=== EXERCISE DETAILS ===
What does the data read, word for word, from the line containing "Q: Mark a point on every instance of the bus in" through its final line? Give those lines only.

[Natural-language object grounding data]

+ + + + + + +

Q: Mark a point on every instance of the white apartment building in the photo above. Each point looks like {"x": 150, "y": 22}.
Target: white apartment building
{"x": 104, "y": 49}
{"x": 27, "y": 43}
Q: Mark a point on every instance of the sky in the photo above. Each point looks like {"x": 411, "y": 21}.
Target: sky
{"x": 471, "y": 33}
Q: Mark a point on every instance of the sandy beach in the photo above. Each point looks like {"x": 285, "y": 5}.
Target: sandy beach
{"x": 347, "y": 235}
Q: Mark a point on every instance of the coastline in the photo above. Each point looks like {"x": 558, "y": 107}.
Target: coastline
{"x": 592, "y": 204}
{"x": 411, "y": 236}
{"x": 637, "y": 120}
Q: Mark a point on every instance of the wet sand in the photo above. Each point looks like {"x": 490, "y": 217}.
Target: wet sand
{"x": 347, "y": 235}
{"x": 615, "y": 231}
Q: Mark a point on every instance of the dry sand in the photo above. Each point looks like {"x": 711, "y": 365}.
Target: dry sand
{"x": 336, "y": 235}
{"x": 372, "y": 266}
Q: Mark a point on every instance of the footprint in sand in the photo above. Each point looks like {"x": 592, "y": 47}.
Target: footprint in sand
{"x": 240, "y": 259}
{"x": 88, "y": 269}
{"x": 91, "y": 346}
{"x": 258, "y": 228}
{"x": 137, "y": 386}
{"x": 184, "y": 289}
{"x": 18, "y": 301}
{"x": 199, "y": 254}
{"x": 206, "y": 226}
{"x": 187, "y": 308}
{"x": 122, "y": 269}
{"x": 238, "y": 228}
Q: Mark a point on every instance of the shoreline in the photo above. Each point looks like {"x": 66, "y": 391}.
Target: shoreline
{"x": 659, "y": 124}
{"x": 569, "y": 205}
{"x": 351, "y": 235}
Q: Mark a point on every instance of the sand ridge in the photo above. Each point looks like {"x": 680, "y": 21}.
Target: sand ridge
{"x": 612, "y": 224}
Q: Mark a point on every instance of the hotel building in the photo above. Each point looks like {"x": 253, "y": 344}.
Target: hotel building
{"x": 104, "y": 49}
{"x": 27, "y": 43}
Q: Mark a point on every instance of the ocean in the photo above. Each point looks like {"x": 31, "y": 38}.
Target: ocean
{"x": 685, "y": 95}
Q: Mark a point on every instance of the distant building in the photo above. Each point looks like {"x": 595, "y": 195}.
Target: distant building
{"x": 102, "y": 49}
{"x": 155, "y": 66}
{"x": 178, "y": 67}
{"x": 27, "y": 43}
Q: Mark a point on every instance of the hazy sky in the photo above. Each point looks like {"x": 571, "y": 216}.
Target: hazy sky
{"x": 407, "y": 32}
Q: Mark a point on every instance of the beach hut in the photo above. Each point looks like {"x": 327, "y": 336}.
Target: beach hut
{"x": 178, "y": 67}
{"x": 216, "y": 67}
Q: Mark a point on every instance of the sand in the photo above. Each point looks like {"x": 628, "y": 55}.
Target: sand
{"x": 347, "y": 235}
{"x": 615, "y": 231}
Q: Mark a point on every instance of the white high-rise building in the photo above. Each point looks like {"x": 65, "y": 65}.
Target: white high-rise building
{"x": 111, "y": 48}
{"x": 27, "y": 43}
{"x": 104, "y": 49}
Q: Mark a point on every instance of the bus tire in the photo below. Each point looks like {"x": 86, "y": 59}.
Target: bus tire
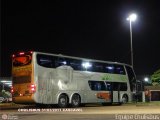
{"x": 63, "y": 101}
{"x": 76, "y": 100}
{"x": 124, "y": 99}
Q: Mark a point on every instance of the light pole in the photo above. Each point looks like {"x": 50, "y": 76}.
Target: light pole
{"x": 131, "y": 18}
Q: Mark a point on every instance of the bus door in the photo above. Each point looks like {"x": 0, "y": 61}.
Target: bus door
{"x": 113, "y": 87}
{"x": 115, "y": 91}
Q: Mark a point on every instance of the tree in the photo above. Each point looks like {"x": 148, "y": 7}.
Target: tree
{"x": 156, "y": 77}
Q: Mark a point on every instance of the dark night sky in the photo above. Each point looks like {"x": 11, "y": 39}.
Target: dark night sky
{"x": 95, "y": 29}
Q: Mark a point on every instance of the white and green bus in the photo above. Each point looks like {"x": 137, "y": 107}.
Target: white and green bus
{"x": 44, "y": 78}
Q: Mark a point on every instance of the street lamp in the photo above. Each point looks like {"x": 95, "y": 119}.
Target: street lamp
{"x": 131, "y": 18}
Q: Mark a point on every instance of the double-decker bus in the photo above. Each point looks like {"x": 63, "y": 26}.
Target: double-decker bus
{"x": 44, "y": 78}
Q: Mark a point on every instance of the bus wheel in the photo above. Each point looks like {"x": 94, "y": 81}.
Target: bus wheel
{"x": 124, "y": 99}
{"x": 76, "y": 100}
{"x": 63, "y": 101}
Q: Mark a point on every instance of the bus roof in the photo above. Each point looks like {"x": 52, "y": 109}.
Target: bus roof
{"x": 81, "y": 58}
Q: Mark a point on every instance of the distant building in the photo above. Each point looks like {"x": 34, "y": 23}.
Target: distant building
{"x": 5, "y": 83}
{"x": 155, "y": 92}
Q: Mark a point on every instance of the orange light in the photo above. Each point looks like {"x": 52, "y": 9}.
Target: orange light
{"x": 12, "y": 90}
{"x": 21, "y": 53}
{"x": 13, "y": 55}
{"x": 33, "y": 88}
{"x": 31, "y": 52}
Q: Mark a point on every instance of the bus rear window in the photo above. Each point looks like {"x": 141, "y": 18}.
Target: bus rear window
{"x": 21, "y": 60}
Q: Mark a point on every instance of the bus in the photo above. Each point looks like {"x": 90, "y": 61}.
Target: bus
{"x": 44, "y": 78}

+ + + + + + +

=== COMPLETED EXERCISE ===
Q: Mark a point on every instance of the bus in the photo above. Each point looks like {"x": 90, "y": 61}.
Target: bus
{"x": 44, "y": 78}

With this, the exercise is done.